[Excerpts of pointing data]
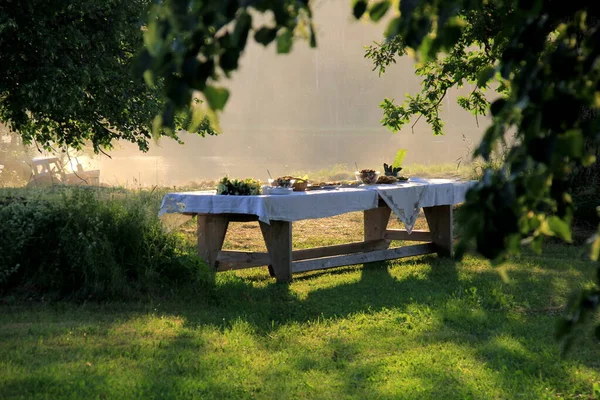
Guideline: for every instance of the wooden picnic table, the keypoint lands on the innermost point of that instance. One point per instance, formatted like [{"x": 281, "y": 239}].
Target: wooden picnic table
[{"x": 275, "y": 215}]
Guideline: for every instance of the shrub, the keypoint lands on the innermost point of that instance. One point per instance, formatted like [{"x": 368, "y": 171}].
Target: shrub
[{"x": 89, "y": 243}]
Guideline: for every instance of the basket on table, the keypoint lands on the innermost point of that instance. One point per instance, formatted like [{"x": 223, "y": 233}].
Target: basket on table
[{"x": 300, "y": 184}]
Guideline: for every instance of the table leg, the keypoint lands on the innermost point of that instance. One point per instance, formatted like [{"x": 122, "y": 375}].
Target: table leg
[
  {"x": 439, "y": 219},
  {"x": 211, "y": 235},
  {"x": 376, "y": 221},
  {"x": 278, "y": 239}
]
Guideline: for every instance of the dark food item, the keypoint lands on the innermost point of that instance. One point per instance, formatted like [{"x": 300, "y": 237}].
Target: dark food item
[
  {"x": 367, "y": 176},
  {"x": 391, "y": 171},
  {"x": 300, "y": 185},
  {"x": 386, "y": 180},
  {"x": 236, "y": 187}
]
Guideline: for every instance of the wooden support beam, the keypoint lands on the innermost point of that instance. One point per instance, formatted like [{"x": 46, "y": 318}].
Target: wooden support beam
[
  {"x": 230, "y": 260},
  {"x": 361, "y": 258},
  {"x": 211, "y": 235},
  {"x": 401, "y": 234},
  {"x": 439, "y": 219},
  {"x": 357, "y": 247},
  {"x": 278, "y": 238},
  {"x": 375, "y": 224}
]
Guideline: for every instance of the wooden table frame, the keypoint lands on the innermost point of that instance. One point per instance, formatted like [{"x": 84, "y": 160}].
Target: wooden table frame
[{"x": 283, "y": 262}]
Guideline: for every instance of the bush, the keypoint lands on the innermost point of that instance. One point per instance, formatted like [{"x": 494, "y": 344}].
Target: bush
[{"x": 89, "y": 243}]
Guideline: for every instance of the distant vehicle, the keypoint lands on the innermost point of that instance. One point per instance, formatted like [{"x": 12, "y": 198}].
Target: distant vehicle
[{"x": 49, "y": 171}]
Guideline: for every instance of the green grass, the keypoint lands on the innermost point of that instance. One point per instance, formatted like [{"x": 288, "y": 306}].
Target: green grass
[{"x": 418, "y": 328}]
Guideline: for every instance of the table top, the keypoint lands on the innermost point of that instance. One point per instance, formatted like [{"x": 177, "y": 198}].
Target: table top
[{"x": 405, "y": 200}]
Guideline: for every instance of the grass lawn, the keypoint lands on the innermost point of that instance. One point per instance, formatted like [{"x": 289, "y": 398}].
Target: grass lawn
[{"x": 421, "y": 327}]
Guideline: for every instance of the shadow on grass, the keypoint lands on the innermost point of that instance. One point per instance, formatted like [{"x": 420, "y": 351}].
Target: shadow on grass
[{"x": 471, "y": 312}]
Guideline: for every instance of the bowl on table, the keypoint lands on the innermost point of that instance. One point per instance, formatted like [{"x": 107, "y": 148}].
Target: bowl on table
[
  {"x": 300, "y": 184},
  {"x": 284, "y": 181},
  {"x": 367, "y": 176}
]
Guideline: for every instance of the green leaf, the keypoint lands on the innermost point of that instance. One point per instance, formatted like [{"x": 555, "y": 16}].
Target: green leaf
[
  {"x": 571, "y": 143},
  {"x": 595, "y": 250},
  {"x": 359, "y": 8},
  {"x": 560, "y": 228},
  {"x": 265, "y": 35},
  {"x": 313, "y": 36},
  {"x": 378, "y": 10},
  {"x": 216, "y": 97},
  {"x": 148, "y": 78},
  {"x": 485, "y": 75},
  {"x": 399, "y": 158},
  {"x": 156, "y": 127},
  {"x": 152, "y": 38},
  {"x": 285, "y": 41},
  {"x": 393, "y": 28}
]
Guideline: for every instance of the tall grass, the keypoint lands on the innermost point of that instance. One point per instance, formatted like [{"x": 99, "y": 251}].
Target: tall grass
[{"x": 71, "y": 242}]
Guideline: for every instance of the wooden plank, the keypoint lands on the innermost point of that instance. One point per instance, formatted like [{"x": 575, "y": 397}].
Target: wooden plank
[
  {"x": 401, "y": 234},
  {"x": 361, "y": 258},
  {"x": 439, "y": 219},
  {"x": 211, "y": 234},
  {"x": 232, "y": 217},
  {"x": 229, "y": 260},
  {"x": 278, "y": 238},
  {"x": 340, "y": 249},
  {"x": 375, "y": 224}
]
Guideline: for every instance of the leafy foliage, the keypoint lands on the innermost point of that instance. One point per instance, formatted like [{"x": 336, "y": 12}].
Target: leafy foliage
[
  {"x": 238, "y": 187},
  {"x": 77, "y": 243},
  {"x": 66, "y": 73},
  {"x": 541, "y": 56}
]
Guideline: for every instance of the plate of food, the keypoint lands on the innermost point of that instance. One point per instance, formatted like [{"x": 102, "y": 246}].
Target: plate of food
[
  {"x": 283, "y": 181},
  {"x": 274, "y": 190},
  {"x": 367, "y": 176},
  {"x": 386, "y": 180}
]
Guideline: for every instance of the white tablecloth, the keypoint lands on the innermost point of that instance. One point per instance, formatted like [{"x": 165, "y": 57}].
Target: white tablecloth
[{"x": 405, "y": 200}]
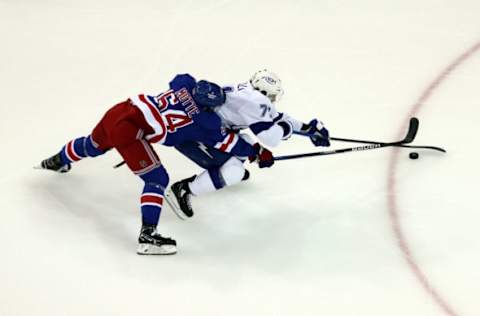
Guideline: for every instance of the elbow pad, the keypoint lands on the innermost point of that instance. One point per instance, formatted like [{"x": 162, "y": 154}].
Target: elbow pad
[{"x": 287, "y": 129}]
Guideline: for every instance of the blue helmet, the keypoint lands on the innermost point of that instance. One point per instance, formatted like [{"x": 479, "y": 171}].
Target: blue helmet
[{"x": 208, "y": 94}]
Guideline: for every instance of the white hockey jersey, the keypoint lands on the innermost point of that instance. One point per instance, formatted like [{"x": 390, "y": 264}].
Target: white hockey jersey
[{"x": 246, "y": 107}]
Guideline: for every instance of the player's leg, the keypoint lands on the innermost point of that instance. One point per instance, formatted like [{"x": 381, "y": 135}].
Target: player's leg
[
  {"x": 75, "y": 150},
  {"x": 93, "y": 145},
  {"x": 231, "y": 172},
  {"x": 144, "y": 162}
]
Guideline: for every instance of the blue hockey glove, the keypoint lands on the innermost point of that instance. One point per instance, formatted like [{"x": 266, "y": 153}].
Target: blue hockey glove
[{"x": 319, "y": 137}]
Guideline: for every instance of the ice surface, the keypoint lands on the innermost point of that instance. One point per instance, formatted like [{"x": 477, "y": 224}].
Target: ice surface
[{"x": 306, "y": 237}]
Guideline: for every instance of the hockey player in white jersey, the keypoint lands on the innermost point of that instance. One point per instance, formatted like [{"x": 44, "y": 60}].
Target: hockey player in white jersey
[{"x": 248, "y": 105}]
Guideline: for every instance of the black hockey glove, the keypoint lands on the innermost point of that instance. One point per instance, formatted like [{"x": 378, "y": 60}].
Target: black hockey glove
[
  {"x": 263, "y": 156},
  {"x": 319, "y": 137}
]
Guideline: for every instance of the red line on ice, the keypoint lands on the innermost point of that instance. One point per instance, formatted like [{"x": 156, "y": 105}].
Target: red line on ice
[{"x": 392, "y": 198}]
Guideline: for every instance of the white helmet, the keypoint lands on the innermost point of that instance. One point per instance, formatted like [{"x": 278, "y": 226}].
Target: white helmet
[{"x": 268, "y": 84}]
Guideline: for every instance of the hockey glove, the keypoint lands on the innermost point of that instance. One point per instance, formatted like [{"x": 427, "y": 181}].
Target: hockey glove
[
  {"x": 263, "y": 156},
  {"x": 319, "y": 137}
]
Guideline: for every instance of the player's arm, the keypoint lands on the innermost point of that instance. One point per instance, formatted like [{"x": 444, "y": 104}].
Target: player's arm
[{"x": 212, "y": 134}]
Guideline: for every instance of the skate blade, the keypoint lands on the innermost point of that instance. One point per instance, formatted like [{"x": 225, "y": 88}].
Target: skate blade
[
  {"x": 172, "y": 202},
  {"x": 147, "y": 249}
]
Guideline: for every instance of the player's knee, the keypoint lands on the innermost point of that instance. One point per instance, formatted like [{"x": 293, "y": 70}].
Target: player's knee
[
  {"x": 91, "y": 148},
  {"x": 232, "y": 171},
  {"x": 157, "y": 177}
]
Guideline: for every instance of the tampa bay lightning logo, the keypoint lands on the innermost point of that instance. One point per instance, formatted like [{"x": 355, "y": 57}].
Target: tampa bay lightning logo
[{"x": 270, "y": 80}]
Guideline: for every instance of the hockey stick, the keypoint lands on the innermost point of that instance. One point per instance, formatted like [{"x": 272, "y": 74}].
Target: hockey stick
[
  {"x": 411, "y": 133},
  {"x": 374, "y": 142}
]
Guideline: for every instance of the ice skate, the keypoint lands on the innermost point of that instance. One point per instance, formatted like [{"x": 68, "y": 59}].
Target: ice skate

● SHORT EXERCISE: Starting with the line that contains "Guideline: for every instance of the player's arm, the", print each line through the last one in the listing. Include both end lines and add nothing.

● RESPONSE:
Guideline: for every instance of the player's arm, the keypoint lands on the innermost point of that instance. One point per instance, formatted like [{"x": 444, "y": 104}].
Target: player's arm
[{"x": 212, "y": 134}]
Guideline: for every instance of the skate blade, the keypoint lands on the innermost point of that instance. One point per instance, formatted like [{"x": 225, "y": 88}].
Target: skate blade
[
  {"x": 172, "y": 202},
  {"x": 147, "y": 249}
]
Guideline: for every instance of the player's knee, the keypoint lands on the innermost point of that instance. One point per instance, formatted like [{"x": 293, "y": 70}].
Target: player's knee
[
  {"x": 91, "y": 148},
  {"x": 232, "y": 171},
  {"x": 157, "y": 177}
]
Guideline: for every instance of the tampa bay lightning logo, the keypoint lands on the innermost point of that instance. One point per instance, formatted like [{"x": 355, "y": 57}].
Target: tampa bay lightning logo
[{"x": 270, "y": 80}]
Guideline: for every instance of the hockey stick, the keypoint lands on the innermost point of that instance. One point per instance, formatted like [{"x": 272, "y": 74}].
Target: hockey stick
[
  {"x": 411, "y": 133},
  {"x": 374, "y": 142}
]
Guideline: for every instance of the ice skate, the keypoint lands on the innermost point of that instance. One point per instance, formatted like [{"x": 68, "y": 59}].
Target: ice skate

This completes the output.